List of tasks:
[a] In the essay on U.S.-EU relations, condense the paragraph that opens "At the same time, however" into two or three sentences that keep its main points.
[b] Carry the essay on U.S.-EU relations forward from its last sentence.

E Pluribus Confusio

E Pluribus Confusio

Mini Teaser: The European Union is unable to achieve a true federal union, yet neither is it likely to fall apart. That leaves its internal incoherence as a long-term problem for the United States.

President Bush's recent journeys to Europe were bitter-sweet
reminders, if any were needed, of the continued centrality of
transatlantic relations for U.S. interests. Even as the new
administration grapples with the shift of world economic and
political weight to Asia and turns its attention to issues such as
trade in the Americas or the problems of Africa, cooperation with
Europe remains the cornerstone of U.S. international engagement.
Nowhere is the United States enmeshed in a thicker web of
institutional and cultural ties than it is in continental Europe and
the British isles. Whether one speaks of economic stakes, scientific
and technological cooperation, or the bonds of common history and
philosophies of government, it is clear that nothing can diminish
Atlantic relations to a second order concern. In a practical vein,
too, it is difficult to see how the United States can accomplish any
of its international goals--even in Asia--in the absence of
cooperative relations with Europe.

At the same time, however, reactions to Bush by European leaders, the
press and the general public confirm the degree to which Europe,
freed of its Cold War dependence on Washington, feels that it can and
must assert itself in relations with the United States.
"Superpower"--a term rarely used in this context even two years
ago--has become commonplace in discussions of the European Union's
economic and political (if not military) ambitions vis-a-vis
Washington. While political leaders on both sides of the Atlantic
affirm the continued importance of NATO, the Europeans clearly attach
greater long-term significance to the EU, and they suspect Washington
of trying to use the alliance and its enlargement to bolster American
influence on the continent and undercut the relative importance of
the Union.

A central challenge for the United States in coming years will be to
preserve the existing network of transatlantic economic, political,
security and institutional ties even as it adjusts to an enlarged and
more assertive EU. Among other tasks, this will require managing a
complex U.S.-EU economic relationship in which the sheer weight of
cooperative links across the Atlantic intersects with differing
visions of capitalism and approaches to globalization.

Less well recognized, it will also require U.S. policymakers to deal
with the often jarring contrast between the EU's assertive external
posture and its persistent internal divisions. Such divisions are
apparent in the intensifying debate among European politicians about
the "finality" of the integration process, in the Irish electorate's
rejection of the Treaty of Nice, and indeed in the violent anti-EU
demonstrations that increasingly mar the very summits at which
European leaders seek to affirm the continent's unity and resolve
toward the rest of the world. Indeed, it is not too much to say that
the future of U.S.-EU relations depends more on the vicissitudes of
Europe's internal dilemmas than on anything else.

Provided data:

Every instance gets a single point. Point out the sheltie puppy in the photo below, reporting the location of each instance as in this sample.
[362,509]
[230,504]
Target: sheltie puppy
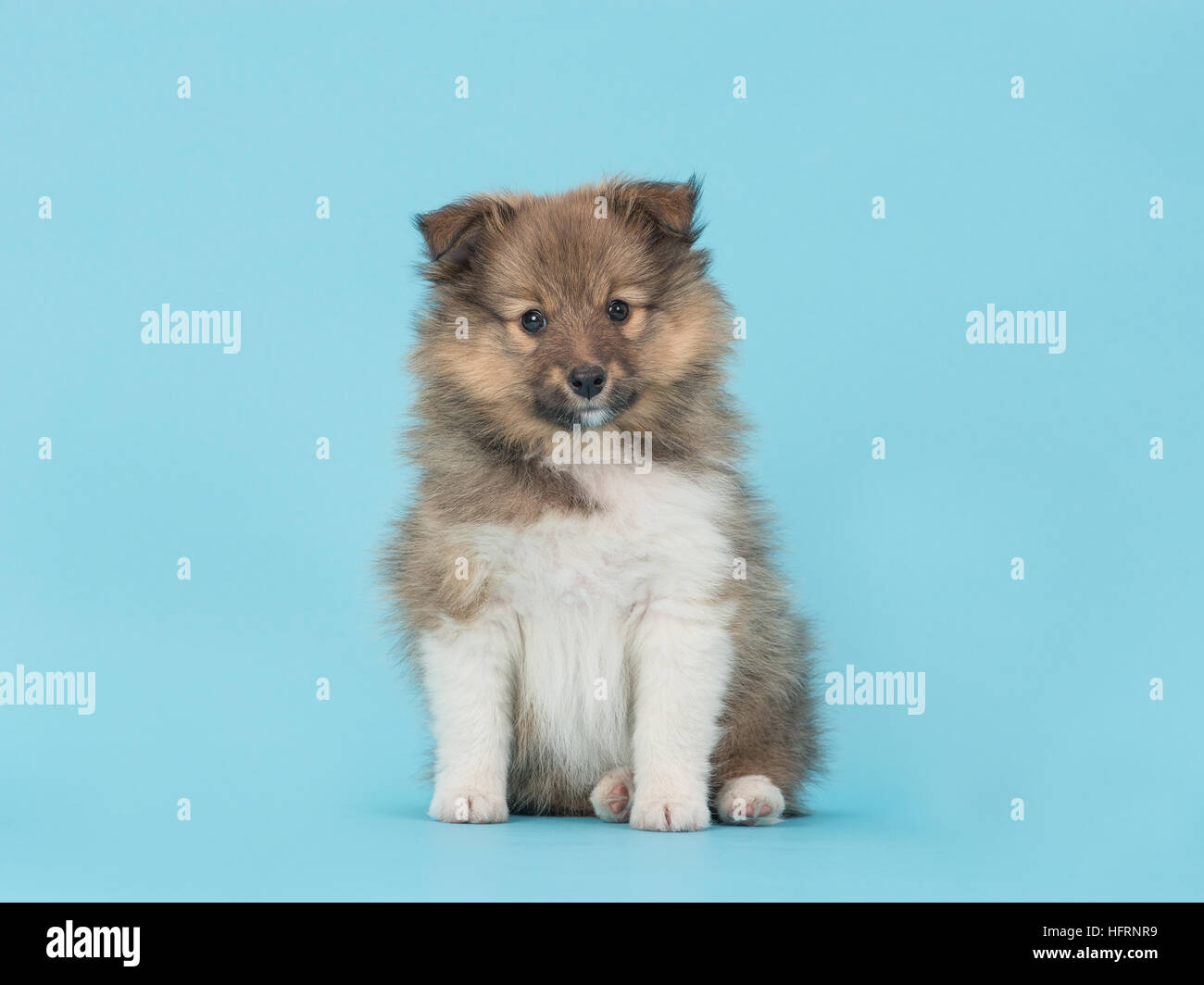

Answers below:
[a] European reactions to Bush show that Europe, no longer dependent on Washington as in the Cold War, feels it can and must assert itself toward the United States. "Superpower," a term rarely used in this context two years earlier, is now common in discussions of the EU's economic and political, though not military, ambitions. Leaders on both sides still call NATO important, but Europeans give the EU more long-term weight and suspect Washington of using the alliance and its enlargement to strengthen American influence and weaken the Union's relative importance.

[b]
Europe's Internal Dilemmas

In the fifty years since Jean Monnet began the process leading to
today's EU, Europe generally has avoided divisive debate over the
finality of the integration project. The operating principle has been
to sidestep discussion of ultimate goals and to place trust in
process--in building "an ever closer union among the peoples of
Europe." For the most part, however, European leaders shared certain
key assumptions. Although the 1957 Treaty of Rome specified that all
European countries were eligible for membership, the division of
Europe set geographic limits to expansion. The same division meant
that NATO would remain the pre-eminent security organization in
Western Europe. There was also general agreement about the path that
Europe would take toward union. Although Monnet overestimated the
readiness of national governments to cede powers to Brussels, there
was broad support for his "Community method" in which powers would be
transferred gradually to Brussels. With the passing of the Gaullist
challenge under Mitterrand, only the recalcitrant British and the obstinate
Danes seemed to oppose as a matter of principle the creation
of a federal Europe.

Today, all of these assumptions are invalid. Geographic limits to
expansion have all but disappeared. Thirteen countries are formal
candidates for membership, a number that is certain to grow if
Croatia, Serbia and other Balkan states complete their transitions to
democracy. Other countries that have been mentioned as potential
candidates include Ukraine, Moldova, Belarus, Russia, Georgia,
Azerbaijan, and even Israel.

Second, the role of NATO has been transformed. While Europeans
continue to emphasize NATO's enduring role in collective defense, the
Cold War context that made NATO a vital part of European integration
is gone. The alliance can be expanded and modernized as it has been
in recent years, but it never again can be the institutional
embodiment of a benign American presence watching over the building
of a civilian Europe.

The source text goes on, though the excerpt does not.